やること: 下にあるアンジェロ・ルッジェーロについての文章を、最後の文のあとから書き継いでください。

ページ本文:
__________________________________________________

アンジェロ・"クアック・クアック"・ルッジェーロ(Angelo "Quack Quack" Ruggiero、1941年7月29日 - 1989年12月5日)はガンビーノ一家のカポだった人物。ニューヨーク・ブロンクス出身。
ジョン・ゴッティとは幼なじみで、彼と共に犯罪の世界で出世していく。1972年には、ゴッティと共にカルロ・ガンビーノの甥マニュエル・ガンビーノ殺害犯のジェームズ・マクブラトニーを殺害し、二年の懲役に服する。いずれはゴッティが一家のボスになり、自分がアンダーボスになれると期待していた。
ルッジェーロは「ポール・カステラーノとトミー・ビロッティはお互いにしごき合っている」や「トミー・ガンビーノ(ガンビーノの息子で被服業界を仕切っている人物)はおかまの針子」と一家の人間の悪口を言っていた。このことはFBIの盗聴で明らかになった。彼のあだ名(本来はカエルの鳴き声の表記)は、無駄口が多かったことにちなむ。
それ以外にもマフィアの構成員以外の人間に組織のことを話していた。組織の人間以外に組織のことを話すのはマフィアの世界では禁止されている(沈黙の掟)。その他にもカステラーノが厳禁していた麻薬取引の情報もFBIに盗聴されていた。そのため、盗聴されたテープがカステラーノに渡らないように必死だった(カステラーノがもしテープを聴いたら確実に暗殺命令が出るため)。

__________________________________________________

データ記録:
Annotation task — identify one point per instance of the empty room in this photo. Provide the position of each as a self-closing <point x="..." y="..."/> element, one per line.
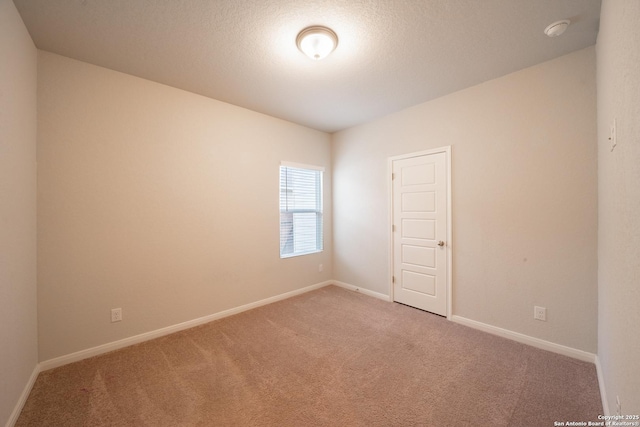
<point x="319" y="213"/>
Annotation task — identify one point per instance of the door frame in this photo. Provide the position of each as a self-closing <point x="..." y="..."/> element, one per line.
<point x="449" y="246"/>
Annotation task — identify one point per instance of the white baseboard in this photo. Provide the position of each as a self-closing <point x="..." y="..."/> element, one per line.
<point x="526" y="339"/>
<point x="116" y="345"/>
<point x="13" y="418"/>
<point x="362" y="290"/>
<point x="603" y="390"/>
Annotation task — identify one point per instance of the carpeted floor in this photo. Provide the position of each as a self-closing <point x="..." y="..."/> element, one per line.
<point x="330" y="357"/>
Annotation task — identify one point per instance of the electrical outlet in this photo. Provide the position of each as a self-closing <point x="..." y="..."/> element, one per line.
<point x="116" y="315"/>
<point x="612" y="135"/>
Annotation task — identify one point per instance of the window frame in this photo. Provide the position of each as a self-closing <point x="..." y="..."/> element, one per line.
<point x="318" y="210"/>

__________________________________________________

回答欄:
ゴッティがカステラーノを殺してボスになった後、フランク・デチッコ、ジョゼフ・"パイニー"・アルモーネ(Joseph "Piney" Armone)、そしてサルヴァトーレ・グラヴァーノがアンダーボスとなり、ルッジェーロがアンダーボスになることはなかった。その後、ルッジェーロの自宅に盗聴器が仕掛けられ、彼の口が軽かったため麻薬取引のことが録音されてしまった。このことでゴッティは古くからの友人のルッジェーロを殺そうか迷っていたこともあった。結局、彼は末期の肺癌だったため、ほっといても長くはないとカポから外すだけで済まし、入院中は1度も見舞いに行かなかったという。
1989年にルッジェーロはクイーンズのハワード・ビーチの自宅で亡くなった。ゴッティは彼の葬儀には行きたくなかったが、サルヴァトーレ・グラヴァーノに「もし行かなければニールの葬儀のときのポールみたいに周りから思われる(カステラーノはデラクローチェの葬儀には参列せず、それもゴッティの反発を買った)」と説得されてしぶしぶ行ったという。
同じガンビーノ一家のグラヴァーノはルッジェーロのことを、「口が悪く粗野な性格で仕事でよく失敗もしたが、明るくて憎めない奴だった」と語っている。
アンジェロ・ルッジェーロの弟のサルヴァトーレは、ヘロインで巨万の富を築いた麻薬ディーラーだが、1982年にフロリダで飛行機の墜落事故により死亡。